== Texte extrait ==
□ □ □ □
L’outback, lui, est étonnamment verdoyant, suite à des pluies qui pourraient être à la fois une bénédiction et une malédiction pour le voyageur. Ma destination ? Les lacs de Menindee, dans le Kinchega National Park. Je dévie de l’autoroute pour rejoindre la route de terre qui traverse le parc, et la vaste étendue des lacs ouvre soudain mon horizon à de nouvelles perspectives : d’une oasis à une autre, me voici à nouveau le témoin d’une abondance relative et saisonnière.

Kinchega National Park

Ces lacs, il y a quelques années, étaient à sec, une réalité difficile à appréhender quand l’eau s’étend maintenant si loin qu’on ne peut distinguer l’autre rive. Mais cette bénédiction a un prix. Alors que je m’engage dans ces terres enchantées peuplées de hordes d’émeus et de kangourous, je découvre vite le revers de la médaille : toutes les autres routes du parc sont fermées à cause de la pluie et il m’est impossible de pénétrer dans ses profondeurs ou de rejoindre les aires de camping qui s’y cachent.

Je ne suis pas seule dans cette situation : un autre véhicule piloté par Vince et Phil, un couple australien, la cinquantaine, dresse le même constat que moi. On s’égare chacun de notre côté à la recherche d’un endroit où dormir, et finissons par partager le Campsite 1, le seul recoin encore accessible du parc, sur les bords d’un étang où un tuyau de régulation relie la Darling River aux lacs, qui sont contrôlés par l’homme. Juste à temps : le soleil se couche et embrase la cime des arbres, déclenchant un paisible incendie de couleurs tout autour de nous et sur les eaux du lac Menindee, de l’autre côté de la route. Avec Vince et Phil, on partage saucisses grillées, sauce tomate et pain de mie autour d’un feu de camp sous les lumières de la voie lactée.

Kinchega National Park

Le lendemain, l’atlas est un dilemme : continuer ma route ou revenir en arrière pour marcher le long des routes du parc, à défaut de pouvoir les conduire ? Je choisis la seconde option et bien m’en prend : le Lake Drive qui mène au lac Cawndilla et son aire de camping sont maintenant ré-ouverts ! Je m’engage sur cette route de tôle ondulée avec joie… et modération : il est encore tôt et de nombreux kangourous sont de sortie, dont quelques-uns qui bondissent à travers la route au dernier moment. Ce sont là les kangourous de l’outback : les red kangaroos, qui sont les plus grands de tous. Et si la plupart des mâles ont le pelage roussi que laisse soupçonner leur nom, de nombreuses femelles ont, quant à elles, une fourrure gris bleutée qui leur vaut le surnom de blue flyers.
□ □ □ □
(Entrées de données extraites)
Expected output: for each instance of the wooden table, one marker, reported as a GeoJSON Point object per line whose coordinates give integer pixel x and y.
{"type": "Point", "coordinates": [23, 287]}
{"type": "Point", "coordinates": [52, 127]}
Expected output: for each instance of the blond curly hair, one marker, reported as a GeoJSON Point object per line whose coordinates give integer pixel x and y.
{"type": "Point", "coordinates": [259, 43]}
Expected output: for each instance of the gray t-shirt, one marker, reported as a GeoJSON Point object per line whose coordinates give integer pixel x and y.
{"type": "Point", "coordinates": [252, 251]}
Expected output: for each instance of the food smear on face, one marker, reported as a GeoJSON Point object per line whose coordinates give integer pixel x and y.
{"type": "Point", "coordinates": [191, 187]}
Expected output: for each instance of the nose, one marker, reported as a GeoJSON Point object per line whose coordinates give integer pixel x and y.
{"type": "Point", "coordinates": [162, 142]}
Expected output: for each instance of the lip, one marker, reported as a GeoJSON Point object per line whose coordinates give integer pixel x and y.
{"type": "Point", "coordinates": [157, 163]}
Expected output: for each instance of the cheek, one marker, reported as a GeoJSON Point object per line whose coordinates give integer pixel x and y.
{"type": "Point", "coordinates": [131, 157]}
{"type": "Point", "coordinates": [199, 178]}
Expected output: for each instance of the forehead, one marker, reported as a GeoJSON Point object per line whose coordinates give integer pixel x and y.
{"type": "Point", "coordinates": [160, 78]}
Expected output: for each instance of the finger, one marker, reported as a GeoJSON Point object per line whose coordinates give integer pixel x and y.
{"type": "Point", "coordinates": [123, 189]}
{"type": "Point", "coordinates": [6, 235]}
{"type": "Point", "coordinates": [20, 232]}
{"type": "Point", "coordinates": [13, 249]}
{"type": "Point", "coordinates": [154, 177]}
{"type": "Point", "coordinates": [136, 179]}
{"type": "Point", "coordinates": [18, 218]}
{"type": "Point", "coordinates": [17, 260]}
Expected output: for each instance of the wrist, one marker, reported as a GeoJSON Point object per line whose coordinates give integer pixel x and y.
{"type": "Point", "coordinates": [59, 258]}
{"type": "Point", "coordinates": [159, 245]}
□ □ □ □
== Consigne 1 ==
Résumez en deux phrases le récit sur le Kinchega National Park.
== Consigne 2 ==
Dans le récit sur le Kinchega National Park, quels aliments sont partagés autour du feu de camp ? Donnez-les tous.
Les lignes proviennent d'une autre source.

== Réponse 1 ==
Les pluies ont rempli les lacs de Menindee, dans le Kinchega National Park, mais ont fait fermer les autres routes du parc, si bien que la nuit se passe au Campsite 1, seul recoin encore accessible, partagé avec un couple australien, Vince et Phil, autour d'un feu de camp. Le lendemain, le Lake Drive qui mène au lac Cawndilla a rouvert, et la route est parcourue avec modération à cause des nombreux kangourous de sortie.

== Réponse 2 ==
Saucisses grillées, sauce tomate, pain de mie.